**Exercise goal:**
Answer with a number only, stating how many lines of the records hold the word "below".

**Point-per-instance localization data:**

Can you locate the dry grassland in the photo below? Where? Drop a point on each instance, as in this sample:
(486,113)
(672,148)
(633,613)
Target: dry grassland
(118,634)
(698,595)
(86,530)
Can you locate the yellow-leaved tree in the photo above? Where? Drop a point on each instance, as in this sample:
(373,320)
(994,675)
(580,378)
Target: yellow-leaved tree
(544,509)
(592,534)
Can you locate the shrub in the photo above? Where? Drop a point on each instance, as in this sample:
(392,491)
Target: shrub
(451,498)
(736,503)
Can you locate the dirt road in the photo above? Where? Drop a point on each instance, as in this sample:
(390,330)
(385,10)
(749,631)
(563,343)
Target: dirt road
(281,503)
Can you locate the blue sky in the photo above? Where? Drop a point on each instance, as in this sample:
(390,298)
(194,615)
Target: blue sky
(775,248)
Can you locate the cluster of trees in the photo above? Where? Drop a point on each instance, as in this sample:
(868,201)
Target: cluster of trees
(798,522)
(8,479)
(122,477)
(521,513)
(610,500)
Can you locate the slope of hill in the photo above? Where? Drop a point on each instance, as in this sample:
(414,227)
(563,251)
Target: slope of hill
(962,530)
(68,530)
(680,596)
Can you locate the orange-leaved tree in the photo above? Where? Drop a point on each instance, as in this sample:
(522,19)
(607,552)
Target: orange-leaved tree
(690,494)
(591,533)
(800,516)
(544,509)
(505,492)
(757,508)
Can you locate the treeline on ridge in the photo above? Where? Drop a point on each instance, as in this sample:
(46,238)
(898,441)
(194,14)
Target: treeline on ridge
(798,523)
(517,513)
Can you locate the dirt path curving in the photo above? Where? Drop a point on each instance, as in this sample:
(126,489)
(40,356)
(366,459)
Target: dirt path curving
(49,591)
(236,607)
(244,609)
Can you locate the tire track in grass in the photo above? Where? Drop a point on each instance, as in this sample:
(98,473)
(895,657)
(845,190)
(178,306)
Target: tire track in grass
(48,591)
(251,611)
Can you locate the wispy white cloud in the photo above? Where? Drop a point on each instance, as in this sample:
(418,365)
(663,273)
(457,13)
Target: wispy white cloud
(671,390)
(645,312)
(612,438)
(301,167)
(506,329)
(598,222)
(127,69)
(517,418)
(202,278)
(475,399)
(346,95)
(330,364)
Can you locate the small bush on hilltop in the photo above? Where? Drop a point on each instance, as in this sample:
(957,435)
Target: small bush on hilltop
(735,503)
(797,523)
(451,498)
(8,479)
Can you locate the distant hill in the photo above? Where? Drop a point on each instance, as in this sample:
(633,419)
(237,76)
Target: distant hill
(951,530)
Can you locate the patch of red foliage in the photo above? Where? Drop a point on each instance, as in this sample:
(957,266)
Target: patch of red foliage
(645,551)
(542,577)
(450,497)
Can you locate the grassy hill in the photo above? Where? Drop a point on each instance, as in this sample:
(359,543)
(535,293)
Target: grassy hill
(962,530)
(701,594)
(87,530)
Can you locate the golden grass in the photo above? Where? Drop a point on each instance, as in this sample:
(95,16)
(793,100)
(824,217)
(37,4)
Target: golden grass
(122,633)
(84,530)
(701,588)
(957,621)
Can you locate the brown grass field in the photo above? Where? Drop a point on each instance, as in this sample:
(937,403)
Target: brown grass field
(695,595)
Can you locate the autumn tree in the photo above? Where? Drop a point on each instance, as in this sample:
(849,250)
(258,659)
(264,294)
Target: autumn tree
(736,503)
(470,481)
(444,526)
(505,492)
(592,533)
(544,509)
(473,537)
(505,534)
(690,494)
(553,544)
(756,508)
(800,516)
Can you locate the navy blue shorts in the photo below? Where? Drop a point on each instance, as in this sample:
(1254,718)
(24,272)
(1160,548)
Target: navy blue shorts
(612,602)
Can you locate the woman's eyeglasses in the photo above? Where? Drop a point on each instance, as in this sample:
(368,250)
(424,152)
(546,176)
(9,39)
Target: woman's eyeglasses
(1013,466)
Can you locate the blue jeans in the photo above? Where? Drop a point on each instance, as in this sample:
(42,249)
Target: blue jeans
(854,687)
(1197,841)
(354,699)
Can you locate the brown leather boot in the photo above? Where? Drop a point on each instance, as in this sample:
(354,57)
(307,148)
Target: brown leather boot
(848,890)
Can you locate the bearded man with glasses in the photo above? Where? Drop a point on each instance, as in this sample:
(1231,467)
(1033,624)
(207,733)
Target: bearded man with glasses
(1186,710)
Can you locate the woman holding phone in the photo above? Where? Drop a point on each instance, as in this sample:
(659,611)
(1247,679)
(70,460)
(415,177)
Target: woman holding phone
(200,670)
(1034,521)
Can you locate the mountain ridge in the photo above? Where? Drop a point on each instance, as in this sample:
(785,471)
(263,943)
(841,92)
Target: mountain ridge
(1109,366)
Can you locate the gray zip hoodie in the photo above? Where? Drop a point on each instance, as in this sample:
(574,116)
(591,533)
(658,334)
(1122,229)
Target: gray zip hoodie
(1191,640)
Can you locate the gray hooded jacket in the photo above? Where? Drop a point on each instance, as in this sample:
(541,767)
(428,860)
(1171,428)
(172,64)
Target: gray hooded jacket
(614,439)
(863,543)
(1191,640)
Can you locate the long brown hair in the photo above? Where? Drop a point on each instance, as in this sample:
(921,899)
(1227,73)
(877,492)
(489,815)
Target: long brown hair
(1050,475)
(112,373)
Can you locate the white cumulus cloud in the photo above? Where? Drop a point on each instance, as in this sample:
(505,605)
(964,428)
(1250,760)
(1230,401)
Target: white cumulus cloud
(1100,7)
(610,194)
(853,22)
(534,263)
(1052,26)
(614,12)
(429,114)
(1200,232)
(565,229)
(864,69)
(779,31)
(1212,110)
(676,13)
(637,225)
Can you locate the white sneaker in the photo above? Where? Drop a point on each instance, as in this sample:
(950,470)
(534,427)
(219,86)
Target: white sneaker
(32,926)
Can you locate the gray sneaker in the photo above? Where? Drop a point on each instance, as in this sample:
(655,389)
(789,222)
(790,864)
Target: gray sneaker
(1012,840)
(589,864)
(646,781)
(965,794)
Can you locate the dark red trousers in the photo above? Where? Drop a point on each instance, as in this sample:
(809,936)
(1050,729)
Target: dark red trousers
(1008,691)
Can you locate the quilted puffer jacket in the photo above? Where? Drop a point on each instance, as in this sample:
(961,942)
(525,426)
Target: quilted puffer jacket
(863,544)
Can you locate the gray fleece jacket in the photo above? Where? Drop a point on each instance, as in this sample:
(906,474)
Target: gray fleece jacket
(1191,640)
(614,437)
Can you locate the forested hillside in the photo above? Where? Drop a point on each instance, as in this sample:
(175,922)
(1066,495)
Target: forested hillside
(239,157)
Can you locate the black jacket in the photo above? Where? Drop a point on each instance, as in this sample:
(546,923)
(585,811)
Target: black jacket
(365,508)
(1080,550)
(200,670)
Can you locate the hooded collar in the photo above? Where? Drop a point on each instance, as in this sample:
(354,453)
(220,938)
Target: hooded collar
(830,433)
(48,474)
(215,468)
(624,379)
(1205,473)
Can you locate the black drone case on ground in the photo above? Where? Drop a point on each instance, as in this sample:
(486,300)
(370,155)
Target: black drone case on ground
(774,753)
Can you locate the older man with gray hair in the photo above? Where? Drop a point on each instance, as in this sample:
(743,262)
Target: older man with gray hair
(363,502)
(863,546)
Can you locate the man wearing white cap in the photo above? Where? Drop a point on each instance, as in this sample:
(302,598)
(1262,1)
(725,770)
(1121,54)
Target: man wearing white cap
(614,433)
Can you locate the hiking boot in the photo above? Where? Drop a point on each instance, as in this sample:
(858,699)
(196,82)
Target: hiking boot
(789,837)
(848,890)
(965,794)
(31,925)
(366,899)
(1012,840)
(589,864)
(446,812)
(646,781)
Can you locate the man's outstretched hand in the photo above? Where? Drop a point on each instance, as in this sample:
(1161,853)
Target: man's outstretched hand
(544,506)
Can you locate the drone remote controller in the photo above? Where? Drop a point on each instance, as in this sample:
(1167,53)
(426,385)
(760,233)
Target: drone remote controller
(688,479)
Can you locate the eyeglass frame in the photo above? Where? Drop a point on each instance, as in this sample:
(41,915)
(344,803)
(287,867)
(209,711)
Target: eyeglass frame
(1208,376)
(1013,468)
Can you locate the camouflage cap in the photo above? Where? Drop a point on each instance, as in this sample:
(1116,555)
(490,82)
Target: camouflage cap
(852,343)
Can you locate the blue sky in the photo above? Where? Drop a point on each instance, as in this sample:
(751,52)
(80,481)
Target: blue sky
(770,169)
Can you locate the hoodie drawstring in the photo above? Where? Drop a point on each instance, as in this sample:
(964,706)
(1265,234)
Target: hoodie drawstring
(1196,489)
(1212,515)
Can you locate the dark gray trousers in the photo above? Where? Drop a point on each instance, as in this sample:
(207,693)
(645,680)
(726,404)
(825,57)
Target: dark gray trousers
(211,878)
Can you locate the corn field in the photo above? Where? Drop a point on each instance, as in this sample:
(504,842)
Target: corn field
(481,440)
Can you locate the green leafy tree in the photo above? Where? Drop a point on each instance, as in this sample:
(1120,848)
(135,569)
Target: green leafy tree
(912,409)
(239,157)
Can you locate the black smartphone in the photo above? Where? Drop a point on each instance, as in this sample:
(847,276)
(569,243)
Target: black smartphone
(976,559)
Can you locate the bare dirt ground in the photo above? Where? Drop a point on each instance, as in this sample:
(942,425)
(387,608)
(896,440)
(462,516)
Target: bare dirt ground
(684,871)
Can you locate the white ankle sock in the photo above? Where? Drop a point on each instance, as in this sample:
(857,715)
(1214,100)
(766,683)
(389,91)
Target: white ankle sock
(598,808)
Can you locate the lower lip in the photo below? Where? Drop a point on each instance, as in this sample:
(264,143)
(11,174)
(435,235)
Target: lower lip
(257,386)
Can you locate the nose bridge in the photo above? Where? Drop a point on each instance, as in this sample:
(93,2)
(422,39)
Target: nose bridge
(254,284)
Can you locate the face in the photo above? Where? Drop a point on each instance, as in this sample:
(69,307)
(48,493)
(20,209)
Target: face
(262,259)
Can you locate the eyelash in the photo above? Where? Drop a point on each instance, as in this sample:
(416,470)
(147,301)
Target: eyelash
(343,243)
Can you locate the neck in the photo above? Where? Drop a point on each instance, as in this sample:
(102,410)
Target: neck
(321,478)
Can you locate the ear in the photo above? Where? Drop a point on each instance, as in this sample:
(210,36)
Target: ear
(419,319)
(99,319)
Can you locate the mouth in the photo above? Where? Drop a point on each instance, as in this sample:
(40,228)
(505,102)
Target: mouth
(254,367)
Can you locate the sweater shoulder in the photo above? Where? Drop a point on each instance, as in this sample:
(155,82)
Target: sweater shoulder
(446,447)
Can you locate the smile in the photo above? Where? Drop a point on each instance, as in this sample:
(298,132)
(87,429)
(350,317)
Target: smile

**Your solution:**
3